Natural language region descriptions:
'''

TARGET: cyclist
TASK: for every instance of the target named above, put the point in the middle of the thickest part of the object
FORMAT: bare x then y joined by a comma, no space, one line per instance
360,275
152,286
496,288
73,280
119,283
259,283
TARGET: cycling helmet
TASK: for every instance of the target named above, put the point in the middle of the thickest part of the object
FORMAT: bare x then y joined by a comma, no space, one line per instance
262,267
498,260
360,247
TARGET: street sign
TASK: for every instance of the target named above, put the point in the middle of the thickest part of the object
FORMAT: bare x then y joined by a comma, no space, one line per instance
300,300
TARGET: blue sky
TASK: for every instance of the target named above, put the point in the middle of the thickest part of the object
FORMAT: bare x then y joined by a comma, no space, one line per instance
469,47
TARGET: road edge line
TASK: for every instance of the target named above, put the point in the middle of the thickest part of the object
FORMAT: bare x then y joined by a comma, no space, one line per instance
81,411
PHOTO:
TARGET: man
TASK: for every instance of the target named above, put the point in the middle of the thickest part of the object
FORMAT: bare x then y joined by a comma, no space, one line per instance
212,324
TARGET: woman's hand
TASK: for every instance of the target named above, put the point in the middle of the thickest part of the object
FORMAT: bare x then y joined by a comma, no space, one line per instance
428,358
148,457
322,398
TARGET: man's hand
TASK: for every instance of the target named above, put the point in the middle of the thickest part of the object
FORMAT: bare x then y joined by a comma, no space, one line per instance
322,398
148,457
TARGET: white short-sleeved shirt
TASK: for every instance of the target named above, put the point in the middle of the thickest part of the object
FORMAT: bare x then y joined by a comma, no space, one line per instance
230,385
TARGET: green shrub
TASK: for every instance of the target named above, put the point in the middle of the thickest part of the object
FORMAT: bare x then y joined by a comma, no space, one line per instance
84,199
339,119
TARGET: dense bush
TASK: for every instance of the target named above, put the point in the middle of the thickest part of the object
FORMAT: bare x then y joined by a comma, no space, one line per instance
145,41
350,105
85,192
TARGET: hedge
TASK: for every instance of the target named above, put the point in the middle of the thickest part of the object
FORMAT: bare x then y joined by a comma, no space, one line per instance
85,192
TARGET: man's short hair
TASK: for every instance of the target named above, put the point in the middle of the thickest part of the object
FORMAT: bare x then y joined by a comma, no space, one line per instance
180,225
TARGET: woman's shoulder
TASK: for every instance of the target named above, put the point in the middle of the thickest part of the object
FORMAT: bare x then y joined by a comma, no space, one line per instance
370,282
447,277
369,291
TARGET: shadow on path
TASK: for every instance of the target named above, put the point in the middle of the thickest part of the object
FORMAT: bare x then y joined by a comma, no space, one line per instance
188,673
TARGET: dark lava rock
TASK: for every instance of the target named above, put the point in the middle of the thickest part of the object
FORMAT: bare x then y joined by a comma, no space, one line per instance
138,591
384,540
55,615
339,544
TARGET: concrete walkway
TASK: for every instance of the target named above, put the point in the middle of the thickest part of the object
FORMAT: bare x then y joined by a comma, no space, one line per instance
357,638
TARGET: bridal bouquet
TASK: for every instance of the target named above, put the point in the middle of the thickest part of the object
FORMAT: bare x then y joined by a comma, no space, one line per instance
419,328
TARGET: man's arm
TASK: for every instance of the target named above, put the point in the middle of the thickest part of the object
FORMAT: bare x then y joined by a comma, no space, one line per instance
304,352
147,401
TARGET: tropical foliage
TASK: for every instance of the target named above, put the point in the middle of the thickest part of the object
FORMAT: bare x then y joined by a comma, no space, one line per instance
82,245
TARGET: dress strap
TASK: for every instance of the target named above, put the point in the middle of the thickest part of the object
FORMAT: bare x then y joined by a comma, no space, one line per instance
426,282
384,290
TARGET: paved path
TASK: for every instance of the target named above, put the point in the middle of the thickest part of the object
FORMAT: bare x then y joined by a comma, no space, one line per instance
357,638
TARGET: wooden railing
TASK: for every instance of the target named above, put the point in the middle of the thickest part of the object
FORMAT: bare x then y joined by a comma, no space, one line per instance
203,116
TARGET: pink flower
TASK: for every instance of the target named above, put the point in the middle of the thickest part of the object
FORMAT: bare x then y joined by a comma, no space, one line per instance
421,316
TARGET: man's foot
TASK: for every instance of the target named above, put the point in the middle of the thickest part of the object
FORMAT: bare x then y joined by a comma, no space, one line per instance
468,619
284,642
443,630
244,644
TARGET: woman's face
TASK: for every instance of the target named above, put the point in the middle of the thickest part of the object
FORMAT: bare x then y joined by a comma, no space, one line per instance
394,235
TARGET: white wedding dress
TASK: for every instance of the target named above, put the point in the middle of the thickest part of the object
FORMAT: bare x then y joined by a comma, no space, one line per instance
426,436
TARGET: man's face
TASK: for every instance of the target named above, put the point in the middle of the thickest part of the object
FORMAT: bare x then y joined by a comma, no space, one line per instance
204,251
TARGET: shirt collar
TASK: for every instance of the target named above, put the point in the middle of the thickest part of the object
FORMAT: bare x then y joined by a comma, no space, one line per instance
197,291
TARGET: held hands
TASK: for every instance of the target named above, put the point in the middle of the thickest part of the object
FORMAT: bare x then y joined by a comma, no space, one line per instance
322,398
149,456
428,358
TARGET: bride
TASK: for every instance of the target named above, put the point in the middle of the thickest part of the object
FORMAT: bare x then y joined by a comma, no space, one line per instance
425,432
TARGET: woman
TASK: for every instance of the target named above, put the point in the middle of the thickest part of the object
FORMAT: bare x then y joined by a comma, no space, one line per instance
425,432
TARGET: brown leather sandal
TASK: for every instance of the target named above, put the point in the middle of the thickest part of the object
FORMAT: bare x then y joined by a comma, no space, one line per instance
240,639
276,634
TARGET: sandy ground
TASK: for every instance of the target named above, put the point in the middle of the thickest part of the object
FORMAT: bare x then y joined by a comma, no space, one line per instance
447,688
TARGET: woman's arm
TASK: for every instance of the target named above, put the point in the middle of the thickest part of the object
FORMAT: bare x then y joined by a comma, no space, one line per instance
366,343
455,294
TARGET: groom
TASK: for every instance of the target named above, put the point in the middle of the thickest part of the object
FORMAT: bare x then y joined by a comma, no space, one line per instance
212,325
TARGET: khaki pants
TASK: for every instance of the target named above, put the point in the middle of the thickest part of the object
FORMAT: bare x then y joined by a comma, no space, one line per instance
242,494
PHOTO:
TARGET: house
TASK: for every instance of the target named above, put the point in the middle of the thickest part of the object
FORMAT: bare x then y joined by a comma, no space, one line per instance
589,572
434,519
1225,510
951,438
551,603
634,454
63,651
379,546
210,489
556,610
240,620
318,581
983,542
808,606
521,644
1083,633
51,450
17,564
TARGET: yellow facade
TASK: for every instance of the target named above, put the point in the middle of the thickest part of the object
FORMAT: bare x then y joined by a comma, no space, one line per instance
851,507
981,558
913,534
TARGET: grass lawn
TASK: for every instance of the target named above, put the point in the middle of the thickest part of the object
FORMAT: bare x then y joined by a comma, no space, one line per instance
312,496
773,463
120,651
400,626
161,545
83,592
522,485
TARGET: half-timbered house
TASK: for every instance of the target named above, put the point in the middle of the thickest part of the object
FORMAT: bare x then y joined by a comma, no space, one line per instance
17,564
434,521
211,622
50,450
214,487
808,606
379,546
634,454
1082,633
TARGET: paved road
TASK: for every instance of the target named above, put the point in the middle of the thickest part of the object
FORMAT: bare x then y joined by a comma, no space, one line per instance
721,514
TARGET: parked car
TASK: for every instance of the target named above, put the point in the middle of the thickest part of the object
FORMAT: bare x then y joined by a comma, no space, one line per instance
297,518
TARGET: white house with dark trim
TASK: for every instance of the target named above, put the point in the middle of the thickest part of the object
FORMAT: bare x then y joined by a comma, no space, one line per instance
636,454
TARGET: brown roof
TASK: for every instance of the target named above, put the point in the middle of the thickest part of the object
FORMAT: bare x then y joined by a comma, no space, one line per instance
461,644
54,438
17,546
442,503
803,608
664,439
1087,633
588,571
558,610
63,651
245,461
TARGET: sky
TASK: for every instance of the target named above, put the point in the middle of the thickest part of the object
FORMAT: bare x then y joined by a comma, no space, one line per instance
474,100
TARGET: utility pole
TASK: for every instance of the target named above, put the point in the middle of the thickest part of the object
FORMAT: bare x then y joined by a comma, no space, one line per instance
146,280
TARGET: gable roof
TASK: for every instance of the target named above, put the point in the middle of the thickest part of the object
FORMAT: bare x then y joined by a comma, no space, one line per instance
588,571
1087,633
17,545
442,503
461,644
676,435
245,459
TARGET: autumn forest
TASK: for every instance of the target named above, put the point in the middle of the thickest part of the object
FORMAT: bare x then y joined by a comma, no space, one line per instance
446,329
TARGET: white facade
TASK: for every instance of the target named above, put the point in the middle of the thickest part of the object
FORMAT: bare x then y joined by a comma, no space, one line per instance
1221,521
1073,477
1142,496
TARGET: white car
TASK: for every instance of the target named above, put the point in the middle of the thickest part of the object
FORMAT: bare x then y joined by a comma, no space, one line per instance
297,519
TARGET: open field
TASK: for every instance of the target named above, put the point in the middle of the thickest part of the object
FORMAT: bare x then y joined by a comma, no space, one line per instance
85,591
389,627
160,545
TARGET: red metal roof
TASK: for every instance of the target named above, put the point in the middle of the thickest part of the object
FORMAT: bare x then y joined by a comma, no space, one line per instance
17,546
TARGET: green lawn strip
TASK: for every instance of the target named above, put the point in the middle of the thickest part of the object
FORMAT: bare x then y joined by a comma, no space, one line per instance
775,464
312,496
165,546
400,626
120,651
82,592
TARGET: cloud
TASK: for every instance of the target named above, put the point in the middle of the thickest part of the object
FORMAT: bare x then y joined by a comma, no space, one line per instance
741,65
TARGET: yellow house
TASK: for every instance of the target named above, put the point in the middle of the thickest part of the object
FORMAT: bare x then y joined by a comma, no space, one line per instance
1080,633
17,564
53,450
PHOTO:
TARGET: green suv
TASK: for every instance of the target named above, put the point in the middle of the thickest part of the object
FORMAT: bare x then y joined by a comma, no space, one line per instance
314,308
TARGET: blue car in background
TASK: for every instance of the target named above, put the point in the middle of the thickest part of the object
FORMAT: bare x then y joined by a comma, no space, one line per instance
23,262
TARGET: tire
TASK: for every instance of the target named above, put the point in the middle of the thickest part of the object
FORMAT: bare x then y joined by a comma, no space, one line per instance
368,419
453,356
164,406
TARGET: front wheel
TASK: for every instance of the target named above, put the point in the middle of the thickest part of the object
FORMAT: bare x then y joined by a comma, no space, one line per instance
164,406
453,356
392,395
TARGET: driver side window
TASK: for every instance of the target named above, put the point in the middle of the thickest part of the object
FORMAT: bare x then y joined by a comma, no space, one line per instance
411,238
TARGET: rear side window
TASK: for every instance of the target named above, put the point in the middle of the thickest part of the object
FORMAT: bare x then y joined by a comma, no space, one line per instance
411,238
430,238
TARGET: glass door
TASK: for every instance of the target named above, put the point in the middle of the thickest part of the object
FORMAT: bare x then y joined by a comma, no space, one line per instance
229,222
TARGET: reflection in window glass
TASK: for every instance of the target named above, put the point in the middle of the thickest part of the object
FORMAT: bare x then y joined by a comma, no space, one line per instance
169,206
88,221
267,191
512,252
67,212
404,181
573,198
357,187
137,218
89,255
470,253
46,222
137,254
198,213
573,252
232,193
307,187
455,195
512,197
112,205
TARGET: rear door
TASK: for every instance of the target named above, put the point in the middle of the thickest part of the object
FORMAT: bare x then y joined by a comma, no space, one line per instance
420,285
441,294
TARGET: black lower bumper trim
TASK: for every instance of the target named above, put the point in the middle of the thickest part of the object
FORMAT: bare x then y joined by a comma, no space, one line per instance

'''

What is being asked: Your answer should be the lines above, from the line containing "TARGET: dark lava rock" up to and including the line containing "TARGET: paved path", reproduced exactly and with nothing else.

Solved exercise:
TARGET: dark lava rock
TASK: for every instance of the target named above, put the point in the middle of the thickest part of the object
FORMAT: bare x then y joined by a comma, no space, one line per instance
138,591
384,540
55,615
339,544
TARGET: concrete walkway
TASK: for every instance of the target named above, put the point in the middle of the thickest part of the object
FORMAT: bare x then y joined by a comma, no space, one line per instance
357,638
TARGET: bridal bouquet
TASK: for every instance of the target named above, put the point in the middle of the thickest part of the object
FORMAT: bare x then y joined by a comma, no space, one line per instance
419,328
TARGET: man's arm
TASK: for every instance of the target named above, put the point in the middle of the thickest part of the object
FORMAT: bare x then y joined by a comma, no space, one line per instance
304,352
147,401
TARGET: tropical foliage
TASK: for every instance of the target named above, put the point in the middle of the thickest part of the object
FORMAT: bare x then y joined by a comma, no space, one line per instance
82,245
TARGET: dress strap
TASK: for every instance of the target named above, put the point in the middle of the thickest part of the object
FORMAT: bare x then y joined by a comma, no space, one line per instance
426,282
384,290
TARGET: paved path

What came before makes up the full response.